• **Tareas**
A. Según el texto sobre el Barco Hospital San Raffaele, ¿dónde encontraron las autoridades los objetos robados?
B. Copia literalmente el pasaje del texto sobre el Barco Hospital San Raffaele que empieza en "La misión que" y termina en "objetos de laboratorio.", incluyendo ambos extremos.

• **Texto proporcionado**
_ _ _ _

Desde entonces, en el puesto de salud solo se hacían curaciones, toma de presión y citologías. Los pacientes con enfermedades crónicas, mujeres en su tercer trimestre de embarazo o niños con problemas de nutrición normalizaban sus dolencias una vez más. Tal vez ya no hubiese un “covid chiquito” en Limones, pero la cotidianidad del olvido y el abandono regresaba ligeramente a este pueblo de un poco más de 200 casas construidas sobre palafito.

La misión que el Barco Hospital San Raffaele tenía programada para Guapi y Limones estuvo a punto de no ser realidad. En la noche del pasado 25 de julio al menos diez hombres armados irrumpieron en el muelle del barrio Kennedy, de Buenaventura, en donde siempre reposa el barco luego de regresar de una misión médica. Tras agredir a los vigilantes, a uno de los cuales enviaron a Urgencias por un cachazo en la cabeza, robaron electrodomésticos, equipos de navegación, computadores, tres motores, herramientas y objetos de laboratorio.

Era irónico: después de once años sin tener ningún incidente con grupos armados en los pueblos más apartados de Nariño, Cauca, Valle y Chocó durante sus misiones, el barco se convertía en víctima de la banda La Local, una de las más temidas del Puerto. Afortunadamente, las autoridades encontraron los elementos robados al día siguiente en una caseta del barrio San Luis.

La misión a Guapi -la segunda del año y la número 74 en toda su historia- era una realidad otra vez. “Si bien tuvimos que suspender las cirugías y la atención odontológica para respetar el distanciamiento por lo del covid, logramos traer 24 personas, que aparte del equipo de marineros, maquinista y cocineras, está el ginecobstetra, dos pediatras, tres médicos generales, dos enfermeras jefes, un bacteriólogo para los exámenes de laboratorio, un paramédico, un psicólogo, un regente de farmacia y un asistente de registro y facturación”, explica Ana Lucía López, jefe de misión y directora de la Fundación Italocolombiana Monte Tabor, a cargo de las misiones médicas del barco.

Así es como el barco hospital San Raffaele ayuda al Pacífico

De repente, López deja de hablar. Advierte desde la sala del navío, en donde está sentada, que el San Rafaelle acaba de ingresar a la bocana que conecta el río Guají con el mar Pacífico, punto en el que corre el riesgo de voltearse por el descenso de la marea. Ver el horizonte caído le recuerda a López aquella vez en la que el equipo salía de Puerto Merizalde, en Buenaventura, para descubrir que dormía de forma vertical, pues habían encallado.

_ _ _ _

Descripciones de regiones en lenguaje natural
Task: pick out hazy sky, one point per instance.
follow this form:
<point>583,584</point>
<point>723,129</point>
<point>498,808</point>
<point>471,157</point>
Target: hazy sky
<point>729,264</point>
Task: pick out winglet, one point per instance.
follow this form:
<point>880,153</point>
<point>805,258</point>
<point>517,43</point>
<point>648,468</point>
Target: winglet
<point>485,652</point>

_ _ _ _

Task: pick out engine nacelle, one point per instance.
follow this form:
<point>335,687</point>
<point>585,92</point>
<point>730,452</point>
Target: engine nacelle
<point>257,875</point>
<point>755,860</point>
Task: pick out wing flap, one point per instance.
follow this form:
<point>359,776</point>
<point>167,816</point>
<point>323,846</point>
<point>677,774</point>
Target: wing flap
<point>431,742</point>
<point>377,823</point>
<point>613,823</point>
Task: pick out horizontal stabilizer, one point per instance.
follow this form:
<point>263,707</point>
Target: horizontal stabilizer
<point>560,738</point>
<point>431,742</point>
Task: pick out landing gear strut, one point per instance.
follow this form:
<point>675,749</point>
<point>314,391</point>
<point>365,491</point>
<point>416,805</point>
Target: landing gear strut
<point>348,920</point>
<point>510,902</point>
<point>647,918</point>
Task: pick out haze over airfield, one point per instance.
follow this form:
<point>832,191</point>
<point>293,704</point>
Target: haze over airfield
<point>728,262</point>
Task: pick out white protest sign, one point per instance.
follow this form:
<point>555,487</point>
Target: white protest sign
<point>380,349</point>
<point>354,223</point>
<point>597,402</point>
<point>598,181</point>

_ _ _ _

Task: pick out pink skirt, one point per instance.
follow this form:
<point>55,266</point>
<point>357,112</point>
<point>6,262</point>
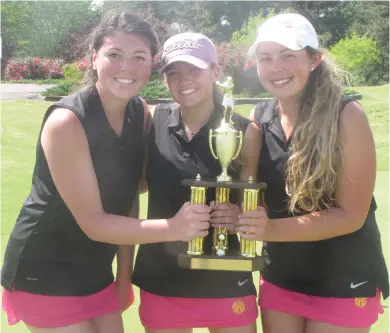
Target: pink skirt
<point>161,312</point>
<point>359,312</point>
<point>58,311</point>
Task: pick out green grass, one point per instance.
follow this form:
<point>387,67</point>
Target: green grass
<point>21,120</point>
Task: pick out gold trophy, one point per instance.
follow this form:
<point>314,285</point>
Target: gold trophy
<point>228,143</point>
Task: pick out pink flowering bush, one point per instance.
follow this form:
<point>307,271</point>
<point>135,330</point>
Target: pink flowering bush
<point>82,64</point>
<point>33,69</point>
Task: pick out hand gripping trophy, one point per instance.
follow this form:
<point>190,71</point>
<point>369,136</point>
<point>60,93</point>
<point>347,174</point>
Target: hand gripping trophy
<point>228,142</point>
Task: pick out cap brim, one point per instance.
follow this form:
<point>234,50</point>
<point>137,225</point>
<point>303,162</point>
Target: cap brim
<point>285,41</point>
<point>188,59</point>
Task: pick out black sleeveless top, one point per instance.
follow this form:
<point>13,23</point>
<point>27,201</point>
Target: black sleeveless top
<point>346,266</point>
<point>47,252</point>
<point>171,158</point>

_ _ _ _

• **Resultados obtenidos**
A. En una caseta del barrio San Luis.

B.
La misión que el Barco Hospital San Raffaele tenía programada para Guapi y Limones estuvo a punto de no ser realidad. En la noche del pasado 25 de julio al menos diez hombres armados irrumpieron en el muelle del barrio Kennedy, de Buenaventura, en donde siempre reposa el barco luego de regresar de una misión médica. Tras agredir a los vigilantes, a uno de los cuales enviaron a Urgencias por un cachazo en la cabeza, robaron electrodomésticos, equipos de navegación, computadores, tres motores, herramientas y objetos de laboratorio.